- **Aim**: Convert every line of the entries below into a numbered list, omitting any blank lines.

## begin Dataset records

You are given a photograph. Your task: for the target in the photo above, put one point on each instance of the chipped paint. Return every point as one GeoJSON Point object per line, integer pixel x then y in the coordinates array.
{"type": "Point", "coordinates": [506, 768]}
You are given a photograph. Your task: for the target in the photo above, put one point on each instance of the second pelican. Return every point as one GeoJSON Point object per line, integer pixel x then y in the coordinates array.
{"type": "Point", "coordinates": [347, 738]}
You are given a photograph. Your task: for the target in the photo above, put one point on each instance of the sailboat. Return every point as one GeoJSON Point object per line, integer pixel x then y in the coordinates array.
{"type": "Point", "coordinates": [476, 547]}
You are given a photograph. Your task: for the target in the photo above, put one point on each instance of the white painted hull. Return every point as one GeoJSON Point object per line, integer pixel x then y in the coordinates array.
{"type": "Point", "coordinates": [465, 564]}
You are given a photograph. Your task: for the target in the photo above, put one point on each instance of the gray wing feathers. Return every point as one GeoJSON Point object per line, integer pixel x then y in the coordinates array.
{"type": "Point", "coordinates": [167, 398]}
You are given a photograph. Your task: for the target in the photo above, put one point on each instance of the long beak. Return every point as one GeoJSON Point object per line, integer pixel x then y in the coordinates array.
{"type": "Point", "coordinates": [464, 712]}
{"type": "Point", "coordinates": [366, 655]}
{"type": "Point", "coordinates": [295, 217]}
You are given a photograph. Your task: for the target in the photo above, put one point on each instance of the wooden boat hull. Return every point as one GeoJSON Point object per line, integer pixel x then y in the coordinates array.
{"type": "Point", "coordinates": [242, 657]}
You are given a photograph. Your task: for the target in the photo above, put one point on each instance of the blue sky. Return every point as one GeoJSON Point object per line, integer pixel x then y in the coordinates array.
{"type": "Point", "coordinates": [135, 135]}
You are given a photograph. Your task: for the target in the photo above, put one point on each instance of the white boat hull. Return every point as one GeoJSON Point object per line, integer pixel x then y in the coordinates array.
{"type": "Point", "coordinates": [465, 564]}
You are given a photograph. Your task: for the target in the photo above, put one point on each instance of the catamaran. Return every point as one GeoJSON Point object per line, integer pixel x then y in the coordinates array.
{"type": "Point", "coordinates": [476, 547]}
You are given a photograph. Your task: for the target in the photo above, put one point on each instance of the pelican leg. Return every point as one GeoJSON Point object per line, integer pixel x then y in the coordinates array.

## end Dataset records

- **Solution for this problem**:
1. You are given a photograph. Your task: for the target in the photo above, put one point on each instance of the chipped paint. Return every point as one GeoJSON Point object per line, integer pixel x then y in the coordinates array.
2. {"type": "Point", "coordinates": [506, 768]}
3. You are given a photograph. Your task: for the target in the photo above, put one point on each instance of the second pelican. Return every point as one GeoJSON Point object per line, integer pixel x then y in the coordinates array.
4. {"type": "Point", "coordinates": [347, 738]}
5. You are given a photograph. Your task: for the target in the photo above, put one point on each instance of the sailboat. Return every point as one GeoJSON Point object per line, integer pixel x then y in the coordinates array.
6. {"type": "Point", "coordinates": [476, 547]}
7. You are given a photograph. Your task: for the target in the photo above, put one point on each instance of the white painted hull. Return every point as one GeoJSON Point object per line, integer pixel x then y in the coordinates array.
8. {"type": "Point", "coordinates": [465, 564]}
9. You are given a photograph. Your task: for the target in the photo above, put one point on each instance of the gray wing feathers. Return every point as one GeoJSON Point object per line, integer pixel x then y in the coordinates array.
10. {"type": "Point", "coordinates": [167, 398]}
11. You are given a photograph. Your task: for the target in the photo above, put one point on each instance of the long beak. Return every point as one GeoJSON Point object per line, integer pixel x then y in the coordinates array.
12. {"type": "Point", "coordinates": [464, 712]}
13. {"type": "Point", "coordinates": [366, 655]}
14. {"type": "Point", "coordinates": [295, 217]}
15. You are given a photograph. Your task: for the target in the photo above, put one point on each instance of the wooden boat hull. Return every point as one GeoJSON Point object per line, integer pixel x then y in the coordinates array.
16. {"type": "Point", "coordinates": [242, 657]}
17. You are given a photograph. Your task: for the target in the photo above, put one point on each instance of the blue sky. Return every point as one GeoJSON Point object per line, integer pixel x then y in the coordinates array.
18. {"type": "Point", "coordinates": [135, 135]}
19. You are given a photograph. Your task: for the target in the photo above, put one point on each instance of the white boat hull. Return every point as one GeoJSON Point object per line, integer pixel x then y in the coordinates array.
20. {"type": "Point", "coordinates": [465, 564]}
21. You are given a photograph. Your task: for the target in the photo above, put one point on each instance of the catamaran. Return every point as one GeoJSON Point object per line, integer pixel x then y in the coordinates array.
22. {"type": "Point", "coordinates": [476, 547]}
23. You are given a photograph. Your task: for the target in the photo above, put one point on each instance of the pelican leg. Return every point as one GeoJSON Point object per line, integer pixel x then y in the coordinates array.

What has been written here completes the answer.